Aufgabe
Seit wie vielen Jahren drängt Brüssel laut dem Auszug über Feinstaub schon auf die Einhaltung der Grenzwerte?

Auszug
____

Feinstaub gilt seit einiger Zeit als das größte anzunehmende Übel, der Super-Gau schlechthin – unmittelbar nach der Kernschmelze eines Kernkraftwerkes. Er lässt Alkohol, Zigaretten und sogar das ganz superböse CO2 weit hinter sich in der nach oben offenen Katatstropenskala. Feinstaub gefährdet die Gesundheit, ist einfach grauenhaft, muss weg. Feinstaub führen Grüne und selbsternannte Umweltschützer im Mund, wenn sie auf die Gesundheitsgefahren unserer Industriegesellschaft hinweisen – oder schlichtweg Geld für „mutige“ Projekte gegen den Feinstaub wollen.

Ökokriegsgewinnler wie die umstrittene Deutsche Umwelthilfe DUH überziehen derzeit Städte mit teuren Klagewellen, weil die die deutlich heruntergesetzten Grenzwerte nicht einhalten (können). Sie treiben ein teures Spiel über die Brüsseler Bande: Dort sorgt die Umweltguerilla-Lobby für niedrige Grenzwertvorgaben. Daraufhin kann Brüssel mit schöner Regelmäßigkeit Deutschland wegen grenzwertüberschreitender Feinstaubbelastung rügen. Das führt zum Beispiel dazu, dass der baden-württembergisch grüne Verkehrsminister in Brüssel mit einem Stuttgarter Feinstaubaktionsplan davon überzeugen muss, die Lage im Griff zu haben und dass im Südwesten in Sachen Umwelt etwas getan wird. Doch die Kommission verlangt jetzt »Butter bei die Fische«: »Wir wollen Ergebnisse sehen!« Zehn Jahre schon mahnt Brüssel und dringt auf Einhaltung der Grenzwerte.

____

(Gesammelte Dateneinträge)

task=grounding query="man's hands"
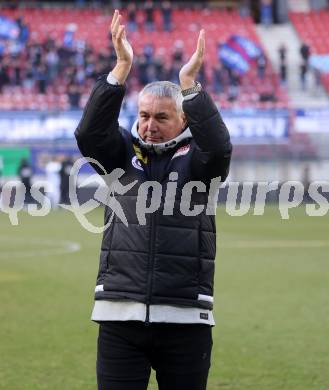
[111,10,134,84]
[179,29,205,90]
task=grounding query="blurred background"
[0,0,329,194]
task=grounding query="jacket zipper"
[145,155,158,326]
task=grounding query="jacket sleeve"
[183,91,232,181]
[74,75,125,174]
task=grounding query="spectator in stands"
[59,156,73,204]
[278,43,287,63]
[300,42,311,67]
[17,158,33,204]
[171,39,184,62]
[257,54,266,80]
[34,64,48,94]
[45,156,61,209]
[68,83,81,110]
[280,61,287,87]
[16,17,30,45]
[161,1,172,32]
[239,0,251,18]
[212,63,224,94]
[228,69,241,102]
[0,63,10,92]
[127,2,137,32]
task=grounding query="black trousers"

____

Antwort
Seit zehn Jahren.